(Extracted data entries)
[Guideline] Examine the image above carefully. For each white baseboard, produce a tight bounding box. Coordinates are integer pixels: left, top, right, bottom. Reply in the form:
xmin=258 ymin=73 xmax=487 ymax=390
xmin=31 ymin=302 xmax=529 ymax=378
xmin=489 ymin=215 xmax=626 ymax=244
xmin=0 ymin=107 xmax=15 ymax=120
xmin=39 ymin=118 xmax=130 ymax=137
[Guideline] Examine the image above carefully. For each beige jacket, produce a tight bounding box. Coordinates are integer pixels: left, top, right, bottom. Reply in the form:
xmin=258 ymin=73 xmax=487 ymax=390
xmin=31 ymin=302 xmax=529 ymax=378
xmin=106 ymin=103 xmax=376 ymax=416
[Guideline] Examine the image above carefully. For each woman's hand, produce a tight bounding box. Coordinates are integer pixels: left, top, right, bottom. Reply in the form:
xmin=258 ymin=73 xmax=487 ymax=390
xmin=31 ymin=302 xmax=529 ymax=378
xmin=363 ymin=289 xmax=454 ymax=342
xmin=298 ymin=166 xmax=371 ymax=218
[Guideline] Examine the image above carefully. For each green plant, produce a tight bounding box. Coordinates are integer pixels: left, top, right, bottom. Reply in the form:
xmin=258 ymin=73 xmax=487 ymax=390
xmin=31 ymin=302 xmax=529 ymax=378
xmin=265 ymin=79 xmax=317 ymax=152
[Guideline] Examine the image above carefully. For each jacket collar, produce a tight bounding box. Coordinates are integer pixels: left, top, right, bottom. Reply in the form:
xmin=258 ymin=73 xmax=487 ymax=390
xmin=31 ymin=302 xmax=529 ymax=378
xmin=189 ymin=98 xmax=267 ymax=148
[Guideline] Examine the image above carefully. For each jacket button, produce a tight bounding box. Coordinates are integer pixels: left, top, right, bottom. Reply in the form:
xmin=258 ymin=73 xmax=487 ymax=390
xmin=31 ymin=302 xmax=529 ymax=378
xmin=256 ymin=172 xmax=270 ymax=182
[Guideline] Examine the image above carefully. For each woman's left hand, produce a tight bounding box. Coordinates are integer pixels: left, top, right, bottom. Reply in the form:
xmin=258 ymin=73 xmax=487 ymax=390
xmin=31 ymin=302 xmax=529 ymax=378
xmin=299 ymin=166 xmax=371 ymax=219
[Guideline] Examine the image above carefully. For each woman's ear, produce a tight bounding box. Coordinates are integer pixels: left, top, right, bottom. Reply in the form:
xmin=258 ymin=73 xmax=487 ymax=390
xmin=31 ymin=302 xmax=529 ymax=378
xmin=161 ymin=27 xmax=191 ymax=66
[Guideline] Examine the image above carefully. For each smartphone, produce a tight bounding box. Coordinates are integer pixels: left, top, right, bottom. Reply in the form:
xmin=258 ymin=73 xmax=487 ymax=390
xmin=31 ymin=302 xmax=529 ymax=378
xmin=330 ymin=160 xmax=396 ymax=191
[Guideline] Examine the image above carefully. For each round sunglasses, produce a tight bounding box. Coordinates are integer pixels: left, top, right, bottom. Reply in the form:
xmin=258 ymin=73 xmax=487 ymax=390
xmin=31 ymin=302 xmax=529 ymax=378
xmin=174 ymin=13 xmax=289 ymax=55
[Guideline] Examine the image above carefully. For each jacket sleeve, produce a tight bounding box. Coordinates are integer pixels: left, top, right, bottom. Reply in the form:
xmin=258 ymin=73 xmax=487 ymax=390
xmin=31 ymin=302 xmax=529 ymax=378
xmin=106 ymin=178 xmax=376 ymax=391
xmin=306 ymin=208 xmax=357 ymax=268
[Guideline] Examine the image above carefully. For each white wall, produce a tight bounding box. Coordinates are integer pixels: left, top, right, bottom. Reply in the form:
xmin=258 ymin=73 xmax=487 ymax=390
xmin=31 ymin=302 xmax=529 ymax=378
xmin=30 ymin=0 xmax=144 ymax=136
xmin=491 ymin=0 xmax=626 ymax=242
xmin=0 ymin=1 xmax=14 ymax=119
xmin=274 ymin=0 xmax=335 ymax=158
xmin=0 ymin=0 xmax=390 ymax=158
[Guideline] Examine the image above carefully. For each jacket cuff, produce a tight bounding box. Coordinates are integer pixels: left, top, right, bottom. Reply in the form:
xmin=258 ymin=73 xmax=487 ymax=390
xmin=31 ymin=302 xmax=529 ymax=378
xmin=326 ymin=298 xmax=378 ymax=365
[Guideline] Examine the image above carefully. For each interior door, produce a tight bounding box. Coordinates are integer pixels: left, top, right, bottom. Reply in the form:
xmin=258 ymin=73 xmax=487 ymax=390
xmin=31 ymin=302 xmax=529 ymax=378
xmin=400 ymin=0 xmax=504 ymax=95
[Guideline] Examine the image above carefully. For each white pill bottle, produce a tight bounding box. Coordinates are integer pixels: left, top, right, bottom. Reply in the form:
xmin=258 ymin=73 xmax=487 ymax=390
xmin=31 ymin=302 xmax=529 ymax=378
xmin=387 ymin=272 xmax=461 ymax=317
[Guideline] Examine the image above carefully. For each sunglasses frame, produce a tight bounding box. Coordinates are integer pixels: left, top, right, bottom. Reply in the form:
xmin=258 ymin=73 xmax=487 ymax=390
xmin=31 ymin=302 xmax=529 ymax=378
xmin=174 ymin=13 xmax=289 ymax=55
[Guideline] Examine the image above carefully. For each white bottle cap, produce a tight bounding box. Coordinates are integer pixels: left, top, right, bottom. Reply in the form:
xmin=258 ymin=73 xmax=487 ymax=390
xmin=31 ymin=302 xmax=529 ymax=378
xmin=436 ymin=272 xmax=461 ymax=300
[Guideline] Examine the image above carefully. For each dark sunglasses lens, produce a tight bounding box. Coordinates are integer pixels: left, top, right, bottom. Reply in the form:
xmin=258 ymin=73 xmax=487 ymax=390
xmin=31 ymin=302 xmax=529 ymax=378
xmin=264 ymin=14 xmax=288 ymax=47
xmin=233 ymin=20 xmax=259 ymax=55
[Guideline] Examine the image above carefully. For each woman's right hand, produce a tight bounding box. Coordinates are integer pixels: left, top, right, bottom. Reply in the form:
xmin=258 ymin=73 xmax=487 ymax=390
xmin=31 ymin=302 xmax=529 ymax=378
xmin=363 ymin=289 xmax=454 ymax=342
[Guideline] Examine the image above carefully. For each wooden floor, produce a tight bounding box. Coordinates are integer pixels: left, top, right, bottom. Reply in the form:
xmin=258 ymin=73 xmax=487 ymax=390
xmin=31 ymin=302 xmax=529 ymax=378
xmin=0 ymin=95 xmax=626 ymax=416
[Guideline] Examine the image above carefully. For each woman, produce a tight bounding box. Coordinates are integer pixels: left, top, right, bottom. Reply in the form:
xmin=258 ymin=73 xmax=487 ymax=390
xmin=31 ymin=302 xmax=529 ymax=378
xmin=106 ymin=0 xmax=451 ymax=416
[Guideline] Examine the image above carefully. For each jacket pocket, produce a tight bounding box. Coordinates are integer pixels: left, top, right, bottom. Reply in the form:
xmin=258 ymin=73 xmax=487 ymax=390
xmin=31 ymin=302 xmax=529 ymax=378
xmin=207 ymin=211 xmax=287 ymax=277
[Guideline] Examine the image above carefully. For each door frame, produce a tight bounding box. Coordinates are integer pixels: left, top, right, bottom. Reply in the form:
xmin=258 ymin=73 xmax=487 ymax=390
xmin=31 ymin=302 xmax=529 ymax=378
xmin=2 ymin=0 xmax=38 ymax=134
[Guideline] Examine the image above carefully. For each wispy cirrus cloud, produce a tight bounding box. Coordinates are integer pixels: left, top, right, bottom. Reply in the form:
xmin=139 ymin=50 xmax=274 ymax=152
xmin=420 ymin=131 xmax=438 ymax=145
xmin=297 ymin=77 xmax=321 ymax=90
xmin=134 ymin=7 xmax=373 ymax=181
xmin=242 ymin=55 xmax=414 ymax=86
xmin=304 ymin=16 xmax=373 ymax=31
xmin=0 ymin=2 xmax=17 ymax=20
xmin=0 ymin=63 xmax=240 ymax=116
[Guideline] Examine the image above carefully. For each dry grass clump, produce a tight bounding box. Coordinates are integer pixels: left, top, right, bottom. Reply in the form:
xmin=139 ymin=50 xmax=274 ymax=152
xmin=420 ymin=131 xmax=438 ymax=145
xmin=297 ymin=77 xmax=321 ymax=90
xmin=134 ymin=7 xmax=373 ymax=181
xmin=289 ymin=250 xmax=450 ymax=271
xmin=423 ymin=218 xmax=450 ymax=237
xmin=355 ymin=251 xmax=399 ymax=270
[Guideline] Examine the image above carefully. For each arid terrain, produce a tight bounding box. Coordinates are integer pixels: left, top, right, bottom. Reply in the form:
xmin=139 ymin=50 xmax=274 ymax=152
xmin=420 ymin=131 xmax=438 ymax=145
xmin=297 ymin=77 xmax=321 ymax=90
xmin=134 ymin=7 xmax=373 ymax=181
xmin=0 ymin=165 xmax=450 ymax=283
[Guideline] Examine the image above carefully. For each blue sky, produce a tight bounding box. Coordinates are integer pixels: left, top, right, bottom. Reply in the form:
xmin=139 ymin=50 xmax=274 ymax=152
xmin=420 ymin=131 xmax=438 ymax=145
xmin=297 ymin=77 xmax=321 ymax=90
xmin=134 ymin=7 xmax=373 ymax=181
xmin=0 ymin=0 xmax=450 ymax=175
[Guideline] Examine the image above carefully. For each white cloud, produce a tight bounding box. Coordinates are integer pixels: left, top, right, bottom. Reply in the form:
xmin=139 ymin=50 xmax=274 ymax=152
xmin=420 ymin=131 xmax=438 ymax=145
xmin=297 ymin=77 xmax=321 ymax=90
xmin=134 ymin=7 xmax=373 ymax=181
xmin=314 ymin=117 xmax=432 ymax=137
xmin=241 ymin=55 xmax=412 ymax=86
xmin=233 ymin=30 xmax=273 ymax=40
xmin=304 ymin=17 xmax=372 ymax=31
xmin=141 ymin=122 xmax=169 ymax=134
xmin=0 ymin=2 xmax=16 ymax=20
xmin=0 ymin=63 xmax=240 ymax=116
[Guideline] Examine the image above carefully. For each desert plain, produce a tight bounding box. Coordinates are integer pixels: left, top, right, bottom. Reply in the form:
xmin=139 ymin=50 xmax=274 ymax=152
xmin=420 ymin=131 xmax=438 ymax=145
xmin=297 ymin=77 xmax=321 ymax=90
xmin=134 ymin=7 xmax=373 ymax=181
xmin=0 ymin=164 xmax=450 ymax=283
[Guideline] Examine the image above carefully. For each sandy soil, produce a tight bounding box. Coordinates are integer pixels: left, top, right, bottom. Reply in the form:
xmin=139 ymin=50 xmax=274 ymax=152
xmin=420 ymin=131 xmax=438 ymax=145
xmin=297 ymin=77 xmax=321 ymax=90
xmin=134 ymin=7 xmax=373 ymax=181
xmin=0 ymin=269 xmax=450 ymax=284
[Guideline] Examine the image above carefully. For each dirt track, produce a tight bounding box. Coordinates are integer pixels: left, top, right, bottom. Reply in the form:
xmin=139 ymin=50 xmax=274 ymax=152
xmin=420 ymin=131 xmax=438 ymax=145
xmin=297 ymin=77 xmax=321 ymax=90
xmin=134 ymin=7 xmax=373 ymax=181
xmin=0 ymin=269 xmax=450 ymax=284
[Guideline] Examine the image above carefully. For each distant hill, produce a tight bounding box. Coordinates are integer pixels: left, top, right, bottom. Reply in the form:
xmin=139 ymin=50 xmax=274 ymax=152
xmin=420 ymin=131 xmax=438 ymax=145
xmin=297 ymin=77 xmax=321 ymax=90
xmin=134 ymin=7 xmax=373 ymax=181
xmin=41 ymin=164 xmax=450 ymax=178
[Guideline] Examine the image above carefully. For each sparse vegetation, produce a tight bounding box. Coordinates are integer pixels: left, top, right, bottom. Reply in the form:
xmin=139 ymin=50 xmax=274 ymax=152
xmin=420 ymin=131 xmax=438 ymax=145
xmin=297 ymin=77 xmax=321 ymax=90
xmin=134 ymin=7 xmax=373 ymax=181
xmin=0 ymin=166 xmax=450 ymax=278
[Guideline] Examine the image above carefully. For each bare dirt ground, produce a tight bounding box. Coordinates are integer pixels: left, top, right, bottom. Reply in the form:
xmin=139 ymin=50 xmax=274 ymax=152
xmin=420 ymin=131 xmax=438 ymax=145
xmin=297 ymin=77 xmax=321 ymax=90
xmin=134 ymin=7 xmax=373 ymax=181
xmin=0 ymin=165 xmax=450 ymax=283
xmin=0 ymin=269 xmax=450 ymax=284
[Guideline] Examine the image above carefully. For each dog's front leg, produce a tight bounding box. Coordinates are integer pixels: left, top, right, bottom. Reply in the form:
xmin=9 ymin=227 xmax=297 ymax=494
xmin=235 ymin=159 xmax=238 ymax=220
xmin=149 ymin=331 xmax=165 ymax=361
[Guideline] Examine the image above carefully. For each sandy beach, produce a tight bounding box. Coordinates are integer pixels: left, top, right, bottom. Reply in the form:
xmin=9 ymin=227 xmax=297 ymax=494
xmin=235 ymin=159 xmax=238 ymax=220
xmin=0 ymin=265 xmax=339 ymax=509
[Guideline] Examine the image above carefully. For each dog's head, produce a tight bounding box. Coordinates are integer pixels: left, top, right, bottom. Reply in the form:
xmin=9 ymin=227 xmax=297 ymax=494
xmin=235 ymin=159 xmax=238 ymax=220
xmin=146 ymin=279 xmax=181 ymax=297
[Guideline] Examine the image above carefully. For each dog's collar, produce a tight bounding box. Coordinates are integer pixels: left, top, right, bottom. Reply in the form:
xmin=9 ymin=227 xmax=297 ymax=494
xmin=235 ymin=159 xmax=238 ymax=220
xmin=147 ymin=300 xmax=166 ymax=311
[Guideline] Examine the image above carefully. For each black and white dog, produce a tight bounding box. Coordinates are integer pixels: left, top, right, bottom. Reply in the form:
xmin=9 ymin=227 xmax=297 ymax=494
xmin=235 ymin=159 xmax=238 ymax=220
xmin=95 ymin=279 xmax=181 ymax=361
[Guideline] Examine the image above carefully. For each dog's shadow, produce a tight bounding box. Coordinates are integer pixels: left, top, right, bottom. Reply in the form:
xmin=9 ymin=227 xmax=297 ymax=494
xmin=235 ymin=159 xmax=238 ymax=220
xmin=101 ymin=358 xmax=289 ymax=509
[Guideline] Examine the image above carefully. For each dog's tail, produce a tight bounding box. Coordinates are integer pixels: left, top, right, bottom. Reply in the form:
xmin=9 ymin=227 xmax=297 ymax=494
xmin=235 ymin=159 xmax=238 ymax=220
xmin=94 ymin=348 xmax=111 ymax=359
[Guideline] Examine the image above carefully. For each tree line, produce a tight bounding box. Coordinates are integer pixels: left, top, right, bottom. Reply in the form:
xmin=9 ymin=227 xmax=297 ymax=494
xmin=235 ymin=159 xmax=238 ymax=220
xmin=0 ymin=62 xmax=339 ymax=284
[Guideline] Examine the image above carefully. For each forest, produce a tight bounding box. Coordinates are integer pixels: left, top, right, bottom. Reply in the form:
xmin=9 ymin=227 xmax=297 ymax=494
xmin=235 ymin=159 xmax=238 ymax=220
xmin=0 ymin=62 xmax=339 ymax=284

> _Work instructions_: Rewrite the lines starting at the one that contains "[Guideline] Examine the image above carefully. For each wispy" and ending at the one that contains "xmin=355 ymin=251 xmax=399 ymax=270", replacing "produce" with "draw" and leaving everything else as it is.

> _Output for this exercise_:
[Guideline] Examine the image above carefully. For each wispy cirrus cloud, draw a tight bounding box. Coordinates are integer pixels: left, top, right, bottom. Reply in the form:
xmin=139 ymin=50 xmax=274 ymax=152
xmin=420 ymin=131 xmax=438 ymax=145
xmin=297 ymin=77 xmax=321 ymax=90
xmin=134 ymin=7 xmax=373 ymax=181
xmin=242 ymin=55 xmax=414 ymax=86
xmin=304 ymin=16 xmax=373 ymax=31
xmin=0 ymin=2 xmax=17 ymax=20
xmin=0 ymin=63 xmax=240 ymax=116
[Guideline] Examine the image above carefully. For each dry grass clump, draw a tight bounding box. Coordinates are integer pixels: left, top, right, bottom. Reply in the form:
xmin=139 ymin=50 xmax=274 ymax=152
xmin=420 ymin=131 xmax=438 ymax=145
xmin=297 ymin=77 xmax=321 ymax=90
xmin=134 ymin=7 xmax=373 ymax=181
xmin=289 ymin=250 xmax=450 ymax=271
xmin=423 ymin=218 xmax=450 ymax=237
xmin=355 ymin=251 xmax=399 ymax=270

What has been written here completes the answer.